Aim of the exercise.
Having found the line that holds "rough mask: <svg", give that line and all lines after it again, word for word, through the end of the data below.

══════════════════════════════

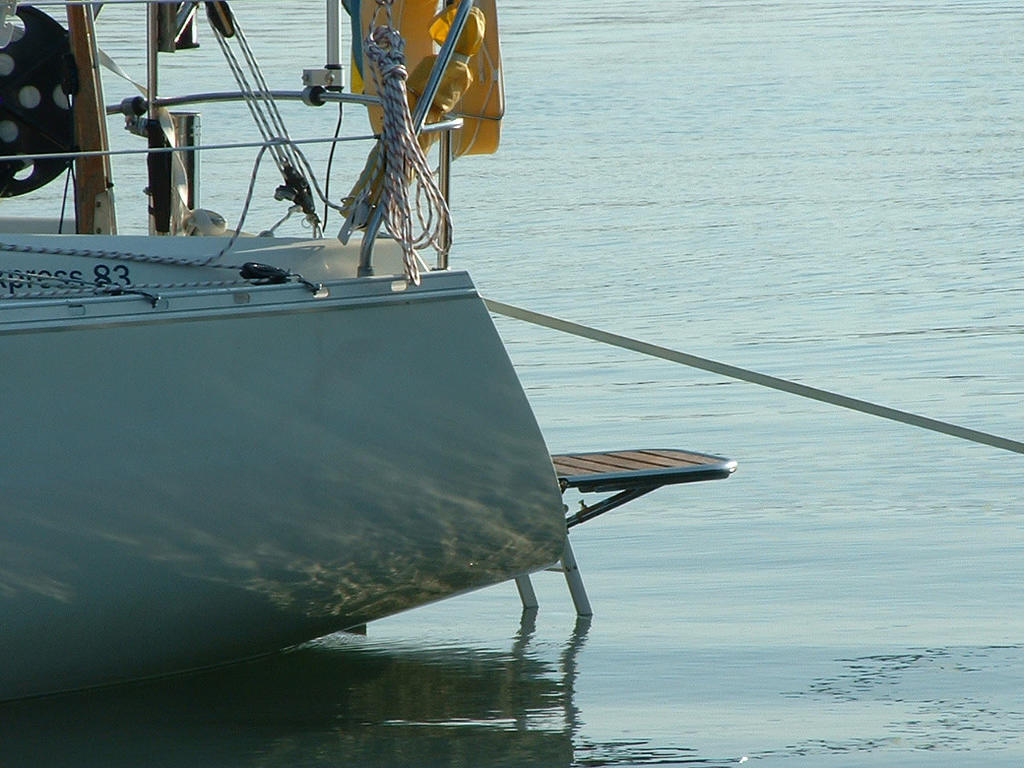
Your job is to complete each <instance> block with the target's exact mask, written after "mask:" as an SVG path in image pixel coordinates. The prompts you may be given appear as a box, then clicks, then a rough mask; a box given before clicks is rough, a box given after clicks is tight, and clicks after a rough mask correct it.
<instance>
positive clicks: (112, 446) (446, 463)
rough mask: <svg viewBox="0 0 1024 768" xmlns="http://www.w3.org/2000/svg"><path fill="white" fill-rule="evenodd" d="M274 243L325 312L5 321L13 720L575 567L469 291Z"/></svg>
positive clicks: (148, 266) (487, 331) (316, 310)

══════════════════════════════

Task answer.
rough mask: <svg viewBox="0 0 1024 768" xmlns="http://www.w3.org/2000/svg"><path fill="white" fill-rule="evenodd" d="M274 243L325 312L5 321L13 720L575 567L469 291Z"/></svg>
positive clicks: (148, 266) (487, 331) (316, 310)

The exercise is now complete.